*** Information supplied ***
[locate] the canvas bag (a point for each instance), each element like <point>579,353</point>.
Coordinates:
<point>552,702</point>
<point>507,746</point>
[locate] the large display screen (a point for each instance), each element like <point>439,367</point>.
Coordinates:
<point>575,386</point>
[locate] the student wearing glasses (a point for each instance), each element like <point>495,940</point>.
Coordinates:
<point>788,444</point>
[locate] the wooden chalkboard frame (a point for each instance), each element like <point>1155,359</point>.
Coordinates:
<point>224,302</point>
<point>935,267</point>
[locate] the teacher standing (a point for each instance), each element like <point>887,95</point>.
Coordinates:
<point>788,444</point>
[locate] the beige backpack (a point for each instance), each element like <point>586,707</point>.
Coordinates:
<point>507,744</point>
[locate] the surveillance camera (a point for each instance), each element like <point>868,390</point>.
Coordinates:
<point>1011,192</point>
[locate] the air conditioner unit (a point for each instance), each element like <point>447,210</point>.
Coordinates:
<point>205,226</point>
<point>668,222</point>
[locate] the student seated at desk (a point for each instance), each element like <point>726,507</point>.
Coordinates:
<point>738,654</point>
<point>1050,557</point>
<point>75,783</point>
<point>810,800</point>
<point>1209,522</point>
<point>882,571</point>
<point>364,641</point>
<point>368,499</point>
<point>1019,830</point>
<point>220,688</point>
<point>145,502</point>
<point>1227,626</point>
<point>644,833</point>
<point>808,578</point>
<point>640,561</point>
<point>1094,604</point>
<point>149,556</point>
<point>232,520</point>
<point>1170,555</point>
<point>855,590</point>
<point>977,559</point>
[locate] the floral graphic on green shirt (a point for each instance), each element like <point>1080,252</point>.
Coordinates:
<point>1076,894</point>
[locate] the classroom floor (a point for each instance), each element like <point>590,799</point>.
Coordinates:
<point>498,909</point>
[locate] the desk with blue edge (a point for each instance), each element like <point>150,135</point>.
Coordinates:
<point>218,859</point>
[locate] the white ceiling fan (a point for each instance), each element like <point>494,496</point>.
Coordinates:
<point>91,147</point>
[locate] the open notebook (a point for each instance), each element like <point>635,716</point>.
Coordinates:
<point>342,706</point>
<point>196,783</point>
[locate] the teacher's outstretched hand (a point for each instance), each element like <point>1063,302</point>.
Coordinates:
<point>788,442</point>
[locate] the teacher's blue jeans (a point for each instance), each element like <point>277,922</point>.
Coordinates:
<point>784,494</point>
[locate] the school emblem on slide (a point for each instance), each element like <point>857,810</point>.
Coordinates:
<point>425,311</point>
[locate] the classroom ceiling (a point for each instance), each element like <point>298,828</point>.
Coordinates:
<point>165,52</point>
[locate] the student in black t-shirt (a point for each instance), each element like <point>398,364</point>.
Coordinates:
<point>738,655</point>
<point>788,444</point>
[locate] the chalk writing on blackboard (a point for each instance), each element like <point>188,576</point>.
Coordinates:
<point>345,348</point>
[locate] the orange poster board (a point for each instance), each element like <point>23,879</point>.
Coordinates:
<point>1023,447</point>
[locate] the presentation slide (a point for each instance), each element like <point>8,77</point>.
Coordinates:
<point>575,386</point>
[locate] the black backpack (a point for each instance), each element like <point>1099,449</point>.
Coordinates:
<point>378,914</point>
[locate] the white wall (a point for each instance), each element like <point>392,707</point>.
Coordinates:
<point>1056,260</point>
*** End of Information supplied ***
_Task requirements_: Say how many lines in the records hold the string "desk". Give no other words.

_Result for this exercise_: 2